## Data records:
= Beginning of Section =

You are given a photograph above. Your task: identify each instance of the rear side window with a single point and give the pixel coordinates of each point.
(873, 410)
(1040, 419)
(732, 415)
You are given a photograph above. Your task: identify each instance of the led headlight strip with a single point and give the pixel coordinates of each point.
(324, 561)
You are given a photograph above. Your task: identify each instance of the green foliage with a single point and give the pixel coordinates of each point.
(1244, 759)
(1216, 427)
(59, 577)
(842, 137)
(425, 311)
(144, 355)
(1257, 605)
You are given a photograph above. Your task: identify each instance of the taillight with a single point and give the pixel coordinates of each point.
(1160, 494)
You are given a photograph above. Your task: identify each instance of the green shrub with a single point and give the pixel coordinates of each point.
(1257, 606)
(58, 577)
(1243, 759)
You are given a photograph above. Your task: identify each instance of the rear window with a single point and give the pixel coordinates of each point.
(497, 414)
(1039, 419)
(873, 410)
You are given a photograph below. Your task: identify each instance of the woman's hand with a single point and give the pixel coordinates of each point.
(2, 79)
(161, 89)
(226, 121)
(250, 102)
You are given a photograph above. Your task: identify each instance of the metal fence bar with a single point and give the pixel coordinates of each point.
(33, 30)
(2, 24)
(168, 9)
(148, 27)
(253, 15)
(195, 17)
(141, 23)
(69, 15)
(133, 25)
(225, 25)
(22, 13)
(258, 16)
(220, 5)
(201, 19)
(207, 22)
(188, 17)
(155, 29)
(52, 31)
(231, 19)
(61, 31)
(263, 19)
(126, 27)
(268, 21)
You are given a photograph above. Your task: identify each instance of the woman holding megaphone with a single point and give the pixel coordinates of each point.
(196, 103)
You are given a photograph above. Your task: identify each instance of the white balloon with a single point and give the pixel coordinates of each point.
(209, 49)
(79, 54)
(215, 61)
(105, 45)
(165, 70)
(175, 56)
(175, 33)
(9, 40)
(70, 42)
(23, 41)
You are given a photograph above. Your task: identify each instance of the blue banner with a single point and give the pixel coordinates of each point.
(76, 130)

= End of Section =

## How to complete this task:
Reproduce every single entry above exactly.

## Answer for this exercise:
You are given a photograph above. Your task: identify each instance of the rear side window with a single point and give the pixel coordinates of each point.
(873, 410)
(1040, 419)
(732, 415)
You are given a photograph above. Your task: identify each instance of the led headlight strip with a single point and give the pixel coordinates of each point.
(324, 561)
You are given a photograph above. Your task: identify each instance of the green foliage with a single point and give the pixel coordinates of each point.
(1244, 759)
(1216, 427)
(59, 577)
(842, 137)
(425, 311)
(144, 355)
(1257, 605)
You are given a photograph above. Your task: identify each instance of the taillight with a single point and give the pixel coordinates of each point.
(1160, 494)
You are given a photograph above. Your task: identify each instance of the green shrub with a single point and give the pixel coordinates of each point.
(1257, 606)
(58, 577)
(1243, 759)
You are given a photograph above. Your task: identify each instance of the rear window with a single point and give the pixel coordinates of each point.
(497, 414)
(1039, 419)
(873, 410)
You are given a photograph below. Your task: identify each instance of the woman's hand with a single point and give the pixel coordinates of each point.
(2, 79)
(161, 89)
(226, 121)
(250, 102)
You are given a photograph above. Your task: identify each instance of the metal fence bar with a single point and give the pixel coordinates of each point.
(33, 30)
(2, 24)
(168, 9)
(148, 27)
(253, 15)
(195, 17)
(141, 23)
(69, 15)
(133, 25)
(225, 25)
(22, 13)
(258, 16)
(220, 5)
(201, 19)
(207, 22)
(188, 17)
(155, 29)
(52, 31)
(231, 19)
(61, 31)
(263, 19)
(126, 27)
(268, 21)
You are given a photograph above. Your task: identify each instance of the woman holding megaphone with a single point and give the pixel coordinates of each point.
(196, 103)
You are given a photograph above. Your task: identify each instance of the white balloon with a single point and give the pixel coordinates of each point.
(209, 49)
(79, 54)
(215, 61)
(105, 45)
(165, 70)
(175, 56)
(175, 33)
(9, 40)
(70, 42)
(23, 41)
You are given a photograph above. Your task: identify each instance of the blue banner with a single point and give the pixel coordinates of each point.
(76, 130)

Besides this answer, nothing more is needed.